● **What needs to be done**:
Collect each line of the entries that holds the string "barrier".

● **Data shown**:
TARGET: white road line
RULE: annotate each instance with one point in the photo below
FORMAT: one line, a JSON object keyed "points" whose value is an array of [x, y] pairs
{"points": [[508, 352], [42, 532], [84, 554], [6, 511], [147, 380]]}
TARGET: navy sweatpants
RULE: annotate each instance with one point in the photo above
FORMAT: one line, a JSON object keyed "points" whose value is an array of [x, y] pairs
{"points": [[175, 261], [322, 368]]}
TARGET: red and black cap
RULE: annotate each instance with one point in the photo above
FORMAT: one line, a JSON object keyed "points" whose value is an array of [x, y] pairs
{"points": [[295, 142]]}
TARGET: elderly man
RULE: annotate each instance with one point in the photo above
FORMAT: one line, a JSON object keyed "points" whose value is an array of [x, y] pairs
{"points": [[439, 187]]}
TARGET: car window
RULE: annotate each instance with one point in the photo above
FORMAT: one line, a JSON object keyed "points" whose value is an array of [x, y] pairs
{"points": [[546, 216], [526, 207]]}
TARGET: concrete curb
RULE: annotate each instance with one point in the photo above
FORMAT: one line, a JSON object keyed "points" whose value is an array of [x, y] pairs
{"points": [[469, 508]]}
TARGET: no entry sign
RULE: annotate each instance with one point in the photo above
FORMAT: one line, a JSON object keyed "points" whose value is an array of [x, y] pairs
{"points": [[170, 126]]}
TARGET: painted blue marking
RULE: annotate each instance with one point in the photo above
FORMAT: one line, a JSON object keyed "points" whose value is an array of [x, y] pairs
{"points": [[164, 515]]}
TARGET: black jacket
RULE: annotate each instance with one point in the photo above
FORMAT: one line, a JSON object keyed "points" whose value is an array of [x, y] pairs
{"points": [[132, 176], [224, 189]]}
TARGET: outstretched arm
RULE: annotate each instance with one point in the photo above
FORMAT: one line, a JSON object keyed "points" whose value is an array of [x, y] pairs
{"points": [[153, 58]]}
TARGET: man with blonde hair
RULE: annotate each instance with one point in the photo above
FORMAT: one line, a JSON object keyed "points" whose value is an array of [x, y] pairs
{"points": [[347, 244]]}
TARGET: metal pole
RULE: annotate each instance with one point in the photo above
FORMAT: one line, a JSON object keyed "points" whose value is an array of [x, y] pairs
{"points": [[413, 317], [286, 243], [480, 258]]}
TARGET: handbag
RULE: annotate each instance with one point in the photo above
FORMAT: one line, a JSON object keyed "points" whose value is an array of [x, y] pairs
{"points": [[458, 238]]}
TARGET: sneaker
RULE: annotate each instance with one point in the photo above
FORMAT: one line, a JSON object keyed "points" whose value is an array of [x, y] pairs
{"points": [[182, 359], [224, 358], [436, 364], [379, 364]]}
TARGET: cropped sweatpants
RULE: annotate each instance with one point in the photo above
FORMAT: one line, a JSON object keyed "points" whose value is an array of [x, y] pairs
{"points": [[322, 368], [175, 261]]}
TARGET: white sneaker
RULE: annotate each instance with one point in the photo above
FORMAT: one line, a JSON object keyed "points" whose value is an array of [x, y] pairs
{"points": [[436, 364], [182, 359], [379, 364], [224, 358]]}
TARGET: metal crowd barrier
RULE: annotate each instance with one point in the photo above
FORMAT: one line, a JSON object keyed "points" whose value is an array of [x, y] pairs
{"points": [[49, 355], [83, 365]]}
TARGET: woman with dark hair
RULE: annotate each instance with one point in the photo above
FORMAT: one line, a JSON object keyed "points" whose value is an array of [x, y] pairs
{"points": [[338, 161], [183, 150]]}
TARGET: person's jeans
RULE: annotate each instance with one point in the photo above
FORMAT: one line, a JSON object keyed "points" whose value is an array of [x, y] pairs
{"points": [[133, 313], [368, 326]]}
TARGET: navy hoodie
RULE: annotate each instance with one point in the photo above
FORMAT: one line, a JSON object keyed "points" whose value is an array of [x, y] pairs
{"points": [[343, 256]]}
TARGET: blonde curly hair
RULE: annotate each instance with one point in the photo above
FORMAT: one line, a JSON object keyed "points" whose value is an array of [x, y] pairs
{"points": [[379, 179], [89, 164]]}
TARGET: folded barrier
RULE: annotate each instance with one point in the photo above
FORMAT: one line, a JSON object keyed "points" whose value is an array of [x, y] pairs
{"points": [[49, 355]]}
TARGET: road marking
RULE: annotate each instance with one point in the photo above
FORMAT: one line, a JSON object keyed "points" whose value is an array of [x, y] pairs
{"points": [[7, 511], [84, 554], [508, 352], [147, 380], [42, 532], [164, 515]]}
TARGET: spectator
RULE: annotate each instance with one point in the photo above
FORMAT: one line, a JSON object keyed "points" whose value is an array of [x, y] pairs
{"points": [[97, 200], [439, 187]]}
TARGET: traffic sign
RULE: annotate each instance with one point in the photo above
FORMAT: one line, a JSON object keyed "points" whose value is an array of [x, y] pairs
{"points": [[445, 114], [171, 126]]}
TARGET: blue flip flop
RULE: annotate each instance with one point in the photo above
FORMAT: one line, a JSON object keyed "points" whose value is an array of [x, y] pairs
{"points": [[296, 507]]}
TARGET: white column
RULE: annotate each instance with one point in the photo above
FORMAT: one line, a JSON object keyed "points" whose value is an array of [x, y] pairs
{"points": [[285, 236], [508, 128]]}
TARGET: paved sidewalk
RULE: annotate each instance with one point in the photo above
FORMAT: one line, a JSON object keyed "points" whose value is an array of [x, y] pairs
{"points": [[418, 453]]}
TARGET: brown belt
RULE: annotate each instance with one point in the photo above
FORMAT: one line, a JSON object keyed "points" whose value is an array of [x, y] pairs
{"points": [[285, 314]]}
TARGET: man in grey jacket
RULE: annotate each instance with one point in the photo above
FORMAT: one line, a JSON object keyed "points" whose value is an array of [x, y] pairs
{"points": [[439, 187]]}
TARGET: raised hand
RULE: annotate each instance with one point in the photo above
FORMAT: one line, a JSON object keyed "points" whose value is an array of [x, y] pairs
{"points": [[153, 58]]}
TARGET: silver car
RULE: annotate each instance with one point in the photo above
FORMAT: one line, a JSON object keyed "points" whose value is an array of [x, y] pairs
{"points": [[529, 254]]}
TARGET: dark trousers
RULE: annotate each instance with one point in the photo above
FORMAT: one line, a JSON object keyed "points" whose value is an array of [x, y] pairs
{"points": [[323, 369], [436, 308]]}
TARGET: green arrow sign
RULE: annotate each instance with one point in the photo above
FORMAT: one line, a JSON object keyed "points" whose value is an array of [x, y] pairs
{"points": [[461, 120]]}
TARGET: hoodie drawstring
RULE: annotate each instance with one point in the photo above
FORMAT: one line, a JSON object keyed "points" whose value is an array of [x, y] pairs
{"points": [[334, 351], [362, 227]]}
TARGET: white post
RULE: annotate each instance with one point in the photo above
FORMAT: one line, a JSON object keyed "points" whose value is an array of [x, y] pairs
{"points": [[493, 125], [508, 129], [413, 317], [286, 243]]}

● **Answer section**:
TARGET: metal crowd barrier
TARGET: folded barrier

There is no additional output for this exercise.